• [What you are asked to do]
Answer these from the spec on control and management planes below.
(a) How many server nodes does a small pilot have?
(b) What serves as the audit log?
(c) What does the SAN of a principal's X.509 cert hold?

• [Source document]
══════════════════════════════

Control & Mgmt Planes

Context

C0 has no automatic control and management planes. Cluster state is declared manually in a git repo and distributed to every node through a lightweight operator workflow: declare → validate → compile → commit (audit) → publish → nodes sync. The two planes will split conceptually in B1+ when a coordination server lands and push replaces poll. Both C0 and C1 share this manual foundation; C0 is the reference design, and C1 layers the mesh-specific additions on top.

The design must balance three forces:

Simple to build — small team, MVP ASAP.
Prod-ready for small pilots — 3-5 server nodes, 10-20 users, a handful of services, running a few weeks.
Manually manageable by a single operator during pilots.

This spec is also the boundary that the rest of C0 (agent internals, identity, forwarding) must meet, and it should evolve naturally into C1 Manual Mesh (cluster-flor layer added on top via FlorIO, same CA and enrollment reused unchanged), then into B1 Cloud Control (coordination server replaces the file-based source of truth), and beyond into a fully distributed control plane.

Design Highlights

Source of truth is a git repo of YAML files, hand-edited. No embedded DB. No CLI mutators that round-trip through YAML. Git diffs are the audit log; YAML comments explain intent.
The CLI does a handful of things: CA operations, identity / bundle issuance, validation, per-node compilation, safe apply. It never mutates source YAML. Smallest surface that still gives us safety.
SPIFFE identities from day one. Cluster has a root CA; principals get CSRs signed into X.509 certs whose SAN holds a SPIFFE URI (spiffe://<cluster>/<kind>/<name>). Peers verify by CA signature, not pinned cert. Only ca.crt lives in the repo — individual certs are delivered to their holders and stored locally. Real SPIFFE X.509-SVIDs, no extra cost.
Principals are uniform. Users, services, and nodes are principals with cluster-scoped identities. Roles attach to any principal. Users and services hold workload identities (end-to-end mTLS); nodes hold a separate control-plane identity used to reach the cluster's own infrastructure services (config-server, metrics). (C1 adds cluster vertices as a further, distinct principal kind — a mesh-transit identity that stays separate from the node identity.)
Access is fully derived in C0. With no multi-hop routing, who-reaches-what is determined by users.yaml + services.yaml + roles.yaml + groups.yaml + service location. No paths.yaml, no label allocation — the compiler walks the ACL matrix directly.

══════════════════════════════

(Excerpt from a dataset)
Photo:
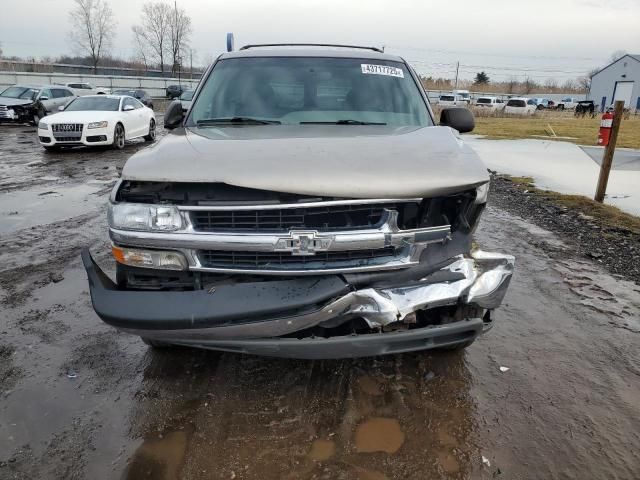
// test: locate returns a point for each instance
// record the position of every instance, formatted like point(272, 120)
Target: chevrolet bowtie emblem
point(303, 243)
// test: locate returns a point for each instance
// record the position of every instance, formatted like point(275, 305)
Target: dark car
point(29, 103)
point(174, 91)
point(138, 94)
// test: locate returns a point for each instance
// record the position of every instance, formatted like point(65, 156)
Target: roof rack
point(259, 45)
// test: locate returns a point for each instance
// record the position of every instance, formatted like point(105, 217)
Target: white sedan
point(97, 120)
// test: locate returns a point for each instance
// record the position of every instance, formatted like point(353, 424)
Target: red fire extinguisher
point(605, 128)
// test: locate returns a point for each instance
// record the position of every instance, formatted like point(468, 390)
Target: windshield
point(24, 93)
point(102, 103)
point(188, 95)
point(295, 90)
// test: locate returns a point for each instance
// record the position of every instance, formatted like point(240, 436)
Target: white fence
point(154, 86)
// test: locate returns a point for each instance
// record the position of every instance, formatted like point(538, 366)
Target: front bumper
point(88, 137)
point(254, 317)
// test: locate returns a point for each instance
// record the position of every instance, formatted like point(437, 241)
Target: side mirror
point(459, 118)
point(174, 115)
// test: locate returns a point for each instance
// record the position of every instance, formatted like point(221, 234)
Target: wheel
point(152, 131)
point(118, 137)
point(155, 343)
point(40, 114)
point(457, 346)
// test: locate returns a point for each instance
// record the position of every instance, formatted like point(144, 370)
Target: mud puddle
point(29, 208)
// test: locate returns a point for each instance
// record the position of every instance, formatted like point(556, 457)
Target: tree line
point(161, 39)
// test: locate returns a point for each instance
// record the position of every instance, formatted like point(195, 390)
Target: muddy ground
point(79, 400)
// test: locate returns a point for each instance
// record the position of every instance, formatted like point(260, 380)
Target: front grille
point(274, 260)
point(67, 127)
point(321, 218)
point(67, 132)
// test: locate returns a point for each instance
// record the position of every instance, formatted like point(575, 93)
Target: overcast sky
point(549, 38)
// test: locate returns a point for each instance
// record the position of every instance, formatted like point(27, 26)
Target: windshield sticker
point(382, 70)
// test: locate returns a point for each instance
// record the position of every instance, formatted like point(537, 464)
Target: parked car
point(186, 98)
point(174, 91)
point(138, 94)
point(464, 94)
point(95, 120)
point(317, 209)
point(492, 103)
point(30, 103)
point(520, 106)
point(82, 89)
point(568, 103)
point(451, 100)
point(544, 103)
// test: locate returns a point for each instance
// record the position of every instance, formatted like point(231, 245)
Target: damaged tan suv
point(307, 205)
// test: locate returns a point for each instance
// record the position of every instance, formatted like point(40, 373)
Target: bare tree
point(141, 50)
point(179, 33)
point(154, 31)
point(529, 85)
point(92, 28)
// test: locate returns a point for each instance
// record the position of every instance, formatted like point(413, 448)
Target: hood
point(83, 116)
point(10, 102)
point(332, 160)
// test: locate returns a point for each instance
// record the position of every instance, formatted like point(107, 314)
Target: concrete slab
point(562, 167)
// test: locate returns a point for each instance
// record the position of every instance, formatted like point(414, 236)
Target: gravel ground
point(616, 248)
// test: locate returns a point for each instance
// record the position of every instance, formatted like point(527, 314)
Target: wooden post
point(609, 150)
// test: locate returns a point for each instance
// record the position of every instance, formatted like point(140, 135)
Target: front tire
point(118, 137)
point(151, 136)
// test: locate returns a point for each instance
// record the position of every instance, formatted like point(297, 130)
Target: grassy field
point(583, 130)
point(607, 215)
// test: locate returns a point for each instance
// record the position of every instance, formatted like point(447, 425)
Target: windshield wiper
point(237, 120)
point(343, 122)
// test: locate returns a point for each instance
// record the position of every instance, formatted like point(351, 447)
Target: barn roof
point(635, 57)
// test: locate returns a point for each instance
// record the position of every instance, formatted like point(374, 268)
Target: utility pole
point(609, 150)
point(457, 69)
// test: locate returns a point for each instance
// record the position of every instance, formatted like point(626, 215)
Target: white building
point(619, 80)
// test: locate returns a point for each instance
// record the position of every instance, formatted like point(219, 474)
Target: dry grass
point(582, 130)
point(607, 215)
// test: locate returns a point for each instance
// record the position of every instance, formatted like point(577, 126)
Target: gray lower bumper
point(251, 317)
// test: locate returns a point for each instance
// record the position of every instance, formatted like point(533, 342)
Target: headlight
point(482, 192)
point(132, 216)
point(162, 259)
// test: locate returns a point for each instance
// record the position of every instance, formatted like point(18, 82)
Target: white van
point(520, 106)
point(491, 103)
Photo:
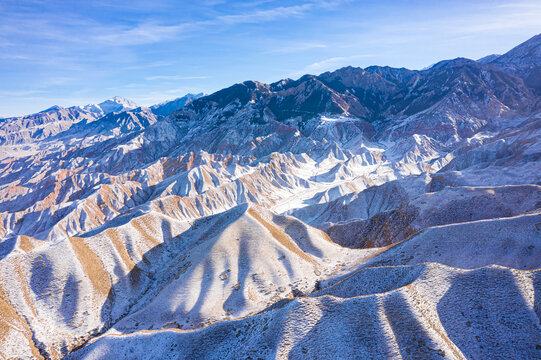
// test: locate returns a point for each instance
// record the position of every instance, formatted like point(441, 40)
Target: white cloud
point(329, 64)
point(174, 77)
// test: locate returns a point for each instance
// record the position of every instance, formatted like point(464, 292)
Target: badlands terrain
point(359, 214)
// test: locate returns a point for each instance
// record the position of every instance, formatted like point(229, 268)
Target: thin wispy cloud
point(144, 50)
point(174, 77)
point(329, 64)
point(292, 48)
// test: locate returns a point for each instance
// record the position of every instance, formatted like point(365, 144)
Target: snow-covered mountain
point(115, 104)
point(361, 213)
point(167, 107)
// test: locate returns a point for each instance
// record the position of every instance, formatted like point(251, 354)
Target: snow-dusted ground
point(237, 228)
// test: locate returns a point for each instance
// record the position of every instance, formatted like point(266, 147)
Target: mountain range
point(360, 213)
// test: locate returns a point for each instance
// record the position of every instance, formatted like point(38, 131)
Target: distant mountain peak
point(167, 107)
point(52, 108)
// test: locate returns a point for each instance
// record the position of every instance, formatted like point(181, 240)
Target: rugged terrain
point(361, 213)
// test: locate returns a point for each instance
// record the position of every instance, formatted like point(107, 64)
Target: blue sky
point(69, 52)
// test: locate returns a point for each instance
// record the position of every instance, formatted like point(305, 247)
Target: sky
point(68, 52)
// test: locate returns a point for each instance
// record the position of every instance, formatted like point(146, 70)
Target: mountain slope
point(217, 231)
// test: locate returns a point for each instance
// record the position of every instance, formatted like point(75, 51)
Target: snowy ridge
point(362, 213)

══════════════════════════════

• [Full output]
(a) 3-5 server nodes.
(b) Git diffs.
(c) A SPIFFE URI (spiffe://<cluster>/<kind>/<name>).